══ Listed records ══

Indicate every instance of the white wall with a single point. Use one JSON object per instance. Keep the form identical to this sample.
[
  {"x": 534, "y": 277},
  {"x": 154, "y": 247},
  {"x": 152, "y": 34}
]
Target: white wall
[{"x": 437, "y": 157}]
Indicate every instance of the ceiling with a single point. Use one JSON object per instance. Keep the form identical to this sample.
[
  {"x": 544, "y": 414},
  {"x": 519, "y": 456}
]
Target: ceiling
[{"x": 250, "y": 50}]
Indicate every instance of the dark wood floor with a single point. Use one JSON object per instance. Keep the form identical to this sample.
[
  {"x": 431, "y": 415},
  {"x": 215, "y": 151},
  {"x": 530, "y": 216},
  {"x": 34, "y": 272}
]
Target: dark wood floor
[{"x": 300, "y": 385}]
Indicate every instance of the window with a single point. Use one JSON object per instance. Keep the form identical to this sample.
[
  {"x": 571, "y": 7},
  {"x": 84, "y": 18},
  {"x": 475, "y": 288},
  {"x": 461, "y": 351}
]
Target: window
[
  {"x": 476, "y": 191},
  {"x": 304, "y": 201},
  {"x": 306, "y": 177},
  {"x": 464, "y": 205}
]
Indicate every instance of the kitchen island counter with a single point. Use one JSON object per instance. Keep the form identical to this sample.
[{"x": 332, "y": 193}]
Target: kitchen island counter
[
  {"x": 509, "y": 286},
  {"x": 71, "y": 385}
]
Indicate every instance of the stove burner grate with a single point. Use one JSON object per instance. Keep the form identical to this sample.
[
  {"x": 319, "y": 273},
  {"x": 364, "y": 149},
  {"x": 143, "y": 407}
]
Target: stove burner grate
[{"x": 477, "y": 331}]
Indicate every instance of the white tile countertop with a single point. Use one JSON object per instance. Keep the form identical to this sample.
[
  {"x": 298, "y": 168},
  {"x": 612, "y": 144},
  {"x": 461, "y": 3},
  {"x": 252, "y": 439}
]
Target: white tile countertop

═══

Assigned task -
Every record above needs to be returned in full, exactly.

Task response -
Indicate every instance of the white wall with a single point. Use one JSON object per instance. Keep the form identical to this sample.
[
  {"x": 534, "y": 277},
  {"x": 154, "y": 247},
  {"x": 152, "y": 34}
]
Target: white wall
[{"x": 437, "y": 157}]
Indicate every instance of the ceiling with a single point. Use one JSON object per instance. Keep the form identical to this sample.
[
  {"x": 544, "y": 414},
  {"x": 519, "y": 456}
]
Target: ceiling
[{"x": 250, "y": 50}]
Indicate every instance of the dark wood floor with a single point. Use one JSON object per instance. Keep the form identical to this sample.
[
  {"x": 431, "y": 415},
  {"x": 215, "y": 151},
  {"x": 530, "y": 216},
  {"x": 34, "y": 272}
]
Target: dark wood floor
[{"x": 300, "y": 385}]
Indicate every instance of the window with a single point. Use one JSON object per instance. Keep the form identical to this sample.
[
  {"x": 571, "y": 7},
  {"x": 84, "y": 18},
  {"x": 475, "y": 288},
  {"x": 461, "y": 351}
]
Target: window
[
  {"x": 476, "y": 191},
  {"x": 304, "y": 201},
  {"x": 306, "y": 177},
  {"x": 464, "y": 205}
]
Indicate every instance of the kitchen island counter with a single point. Use one JSON object per instance. Keep the form identical to this sample.
[{"x": 332, "y": 193}]
Target: kitchen island counter
[
  {"x": 509, "y": 286},
  {"x": 71, "y": 385}
]
Indicate every instance of the stove burner grate with a single point. Use one JSON object per instance. Keep the form identical to this sample.
[
  {"x": 319, "y": 273},
  {"x": 364, "y": 149},
  {"x": 143, "y": 407}
]
Target: stove burner grate
[{"x": 477, "y": 331}]
Indicate every instance of the white tile countertop with a single point. Use one JSON object per instance. Keep the form identical to this sample.
[
  {"x": 298, "y": 168},
  {"x": 612, "y": 144},
  {"x": 461, "y": 3},
  {"x": 252, "y": 439}
]
Target: white tile countertop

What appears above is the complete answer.